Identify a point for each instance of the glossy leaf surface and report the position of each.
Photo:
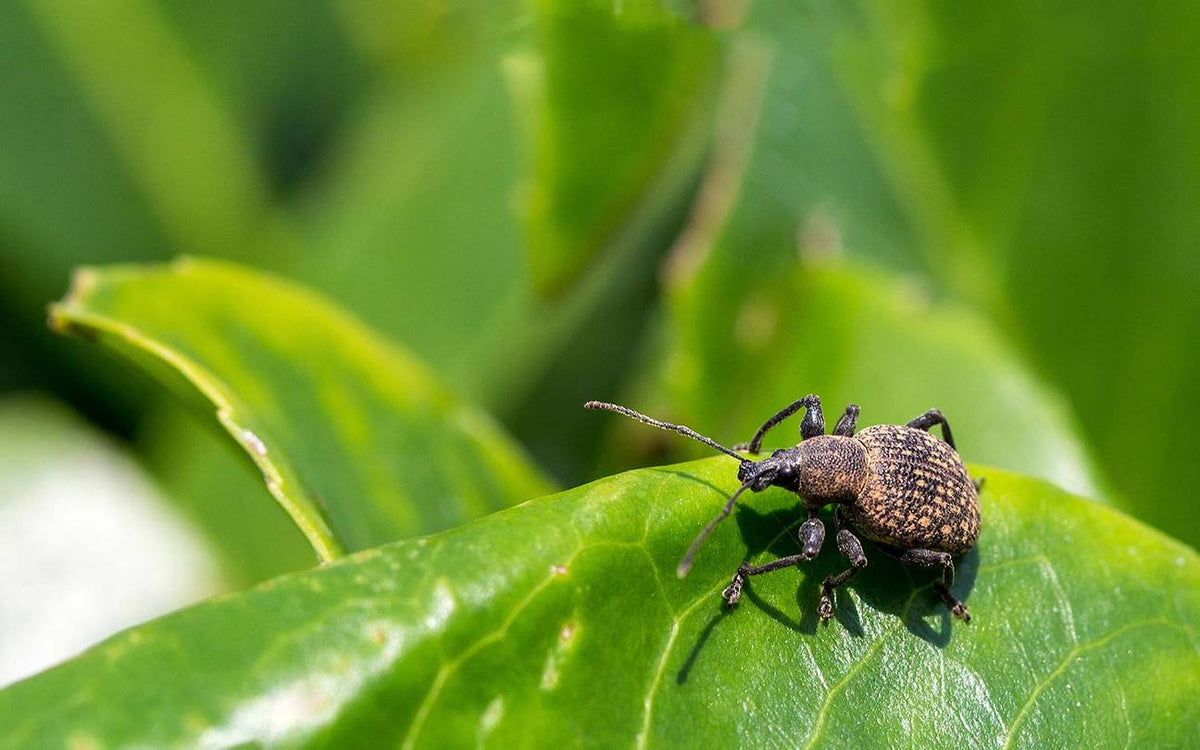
(354, 437)
(562, 621)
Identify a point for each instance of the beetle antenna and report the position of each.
(688, 431)
(685, 563)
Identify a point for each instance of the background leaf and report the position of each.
(562, 619)
(355, 438)
(649, 73)
(119, 553)
(852, 336)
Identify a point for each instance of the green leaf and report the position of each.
(739, 355)
(88, 545)
(355, 438)
(618, 90)
(562, 619)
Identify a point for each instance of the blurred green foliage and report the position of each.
(437, 168)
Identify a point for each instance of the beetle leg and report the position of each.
(931, 418)
(852, 550)
(811, 537)
(846, 424)
(810, 426)
(929, 558)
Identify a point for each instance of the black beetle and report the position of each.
(897, 485)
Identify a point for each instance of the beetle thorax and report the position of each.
(833, 469)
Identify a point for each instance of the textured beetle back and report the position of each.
(918, 493)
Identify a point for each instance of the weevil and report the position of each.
(897, 485)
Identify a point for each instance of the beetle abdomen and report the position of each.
(918, 495)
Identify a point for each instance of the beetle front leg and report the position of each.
(846, 424)
(811, 534)
(931, 418)
(852, 550)
(929, 558)
(810, 426)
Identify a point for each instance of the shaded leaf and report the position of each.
(355, 438)
(562, 621)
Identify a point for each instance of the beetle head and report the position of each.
(780, 469)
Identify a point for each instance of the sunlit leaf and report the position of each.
(563, 621)
(355, 438)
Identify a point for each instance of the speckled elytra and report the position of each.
(897, 485)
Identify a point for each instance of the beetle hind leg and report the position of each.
(929, 558)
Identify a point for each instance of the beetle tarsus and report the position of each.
(732, 593)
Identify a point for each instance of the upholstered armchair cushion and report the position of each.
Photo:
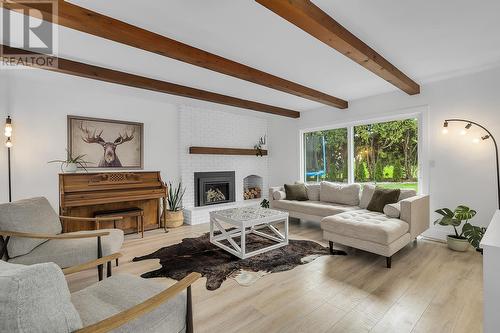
(34, 215)
(35, 299)
(122, 292)
(71, 252)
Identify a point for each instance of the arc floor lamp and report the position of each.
(468, 125)
(8, 144)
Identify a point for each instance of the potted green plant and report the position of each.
(174, 215)
(469, 234)
(71, 164)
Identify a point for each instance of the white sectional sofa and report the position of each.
(352, 224)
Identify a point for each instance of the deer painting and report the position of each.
(109, 158)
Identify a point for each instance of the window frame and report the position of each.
(419, 113)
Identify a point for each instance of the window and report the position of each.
(385, 153)
(326, 156)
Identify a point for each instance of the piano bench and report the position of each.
(138, 213)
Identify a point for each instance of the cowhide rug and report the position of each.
(199, 255)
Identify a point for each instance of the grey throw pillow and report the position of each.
(393, 210)
(366, 195)
(340, 193)
(35, 298)
(405, 194)
(382, 197)
(296, 192)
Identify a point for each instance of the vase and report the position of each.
(69, 167)
(457, 244)
(174, 219)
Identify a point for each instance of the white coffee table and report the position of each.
(247, 220)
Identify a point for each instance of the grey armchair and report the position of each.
(36, 298)
(31, 233)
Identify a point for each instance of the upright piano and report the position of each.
(85, 194)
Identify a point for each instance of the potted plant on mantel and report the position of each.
(470, 234)
(71, 164)
(174, 215)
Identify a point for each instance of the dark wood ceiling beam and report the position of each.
(109, 75)
(84, 20)
(310, 18)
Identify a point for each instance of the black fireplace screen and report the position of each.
(213, 188)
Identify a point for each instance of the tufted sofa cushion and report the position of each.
(315, 208)
(366, 225)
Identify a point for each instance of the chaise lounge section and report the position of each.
(355, 226)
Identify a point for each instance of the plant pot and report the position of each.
(457, 244)
(174, 219)
(69, 167)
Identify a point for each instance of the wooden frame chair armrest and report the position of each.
(52, 236)
(89, 219)
(91, 264)
(140, 309)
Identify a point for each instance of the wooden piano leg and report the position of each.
(99, 255)
(142, 226)
(138, 221)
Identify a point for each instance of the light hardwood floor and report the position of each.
(428, 289)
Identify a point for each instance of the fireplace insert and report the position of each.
(212, 188)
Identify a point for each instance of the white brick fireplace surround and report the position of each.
(208, 128)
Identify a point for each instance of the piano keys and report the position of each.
(85, 194)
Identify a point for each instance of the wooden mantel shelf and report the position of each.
(224, 151)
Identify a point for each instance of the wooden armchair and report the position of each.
(32, 233)
(121, 303)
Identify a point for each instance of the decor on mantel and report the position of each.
(85, 135)
(468, 125)
(199, 255)
(174, 215)
(71, 164)
(469, 234)
(260, 145)
(8, 144)
(224, 151)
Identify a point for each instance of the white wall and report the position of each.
(39, 101)
(460, 172)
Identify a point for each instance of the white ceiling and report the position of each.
(426, 39)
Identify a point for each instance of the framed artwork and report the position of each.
(107, 143)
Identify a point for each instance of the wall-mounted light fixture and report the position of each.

■ ■ ■ ■ ■

▸ WHAT YOU NEED TO DO
The records above need to be restated word for word, with the pictures left out.

▸ EXERCISE OUTPUT
Identify a point for each instance of the glossy leaf surface and report the position of each.
Photo:
(354, 437)
(562, 621)
Identify a point for each instance of the beetle antenna and report the position of each.
(688, 431)
(685, 563)
Identify a point for each instance of the background leaf and report the position of each.
(562, 619)
(355, 438)
(649, 73)
(119, 553)
(852, 336)
Identify a point for each instance of the green leaf and report the position of each.
(739, 355)
(88, 545)
(355, 438)
(618, 90)
(562, 619)
Identify a point for each instance of the blurred green foliage and report the position of each.
(437, 168)
Identify a point for each instance of the beetle leg and report the position of each.
(931, 418)
(852, 550)
(811, 537)
(846, 424)
(810, 426)
(929, 558)
Identify a point for each instance of the black beetle and report the position of each.
(897, 485)
Identify a point for each instance of the beetle thorax and report the position of each.
(833, 469)
Identify a point for each instance of the textured beetle back and report the position of each.
(918, 493)
Identify a point for each instance of the weevil and report the position of each.
(897, 485)
Identify a point for each instance of the beetle abdomen and report the position of each.
(918, 495)
Identify a point for each instance of the beetle front leg and report the position of each.
(846, 424)
(811, 534)
(931, 418)
(852, 550)
(929, 558)
(810, 426)
Identify a point for each instance of the shaded leaf and report the position of each.
(355, 438)
(562, 621)
Identify a point for each instance of the beetle head and report the position of each.
(780, 469)
Identify a point for each instance of the sunlit leaf and report the position of each.
(563, 621)
(355, 438)
Identify a point for each instance of the speckled elytra and report the position of each.
(897, 485)
Identify a point for each instance of the beetle hind leg and report the position of each.
(929, 558)
Identify a point for each instance of the beetle tarsus and report the position of each.
(732, 593)
Identify a point for each instance of the upholstered armchair cushion and report the position of each.
Photo:
(34, 215)
(35, 299)
(122, 292)
(71, 252)
Identify a point for each instance of the arc floor lamp and report the position of each.
(468, 125)
(8, 144)
Identify a point for each instance of the potted green plant and report the position of each.
(174, 215)
(469, 234)
(71, 164)
Identify a point for each instance of the white sectional sofa and report the position of each.
(352, 224)
Identify a point for each instance of the deer painting and report the position of each.
(109, 158)
Identify a point for each instance of the window frame and report the position of each.
(419, 113)
Identify a point for each instance of the window and report the position of each.
(385, 153)
(326, 156)
Identify a point for each instance of the piano bench and report the position of each.
(138, 213)
Identify a point for each instance of the cowhide rug and report the position of each.
(199, 255)
Identify a point for each instance of the grey throw pillow and report the position of each.
(393, 210)
(366, 195)
(340, 193)
(35, 298)
(405, 194)
(382, 197)
(296, 192)
Identify a point for each instance of the vase and report the position of each.
(69, 167)
(457, 244)
(174, 219)
Identify a point for each instance of the white coffee table and report the position of each.
(247, 220)
Identify a point for each instance of the grey armchair and report the position of each.
(36, 298)
(31, 233)
Identify a point for each instance of the upright piano and report the position of each.
(85, 194)
Identify a point for each instance of the potted plant on mantel and report the position of each.
(470, 234)
(71, 164)
(174, 215)
Identify a point for each instance of the dark wood ceiling beam and report the position of each.
(109, 75)
(84, 20)
(310, 18)
Identify a point for each instance of the black fireplace screen and report the position of each.
(213, 188)
Identify a point for each instance of the tufted sofa cushion and report the position of each.
(315, 208)
(366, 225)
Identify a point for each instance of the chaise lounge section and report the position of each.
(355, 226)
Identify a point for each instance of the plant pot and report the position of each.
(457, 244)
(174, 219)
(69, 167)
Identify a point for each instance of the wooden frame chair armrest and report the position of each.
(52, 236)
(89, 219)
(91, 264)
(140, 309)
Identify a point for each instance of the wooden piano leg and report the position of each.
(99, 255)
(142, 226)
(138, 221)
Identify a point for each instance of the light hardwood floor and report the position of each.
(428, 289)
Identify a point for each instance of the fireplace insert and report the position of each.
(212, 188)
Identify a point for each instance of the white brick fireplace surround and report the position of each.
(208, 128)
Identify a point for each instance of the piano keys and report the position of each.
(85, 194)
Identify a point for each instance of the wooden mantel shelf and report the position of each.
(224, 151)
Identify a point for each instance of the wooden armchair and report the position of each.
(32, 233)
(121, 303)
Identify a point for each instance of the decor on mantel and report the position of each.
(85, 135)
(468, 125)
(199, 255)
(174, 215)
(71, 164)
(469, 234)
(260, 145)
(8, 144)
(224, 151)
Identify a point for each instance of the white wall and report the position of each.
(39, 101)
(460, 172)
Identify a point for each instance of the white ceiling and report the position of each.
(426, 39)
Identify a point for each instance of the framed artwork and report the position of each.
(107, 143)
Identify a point for each instance of the wall-mounted light fixture and report the position of each.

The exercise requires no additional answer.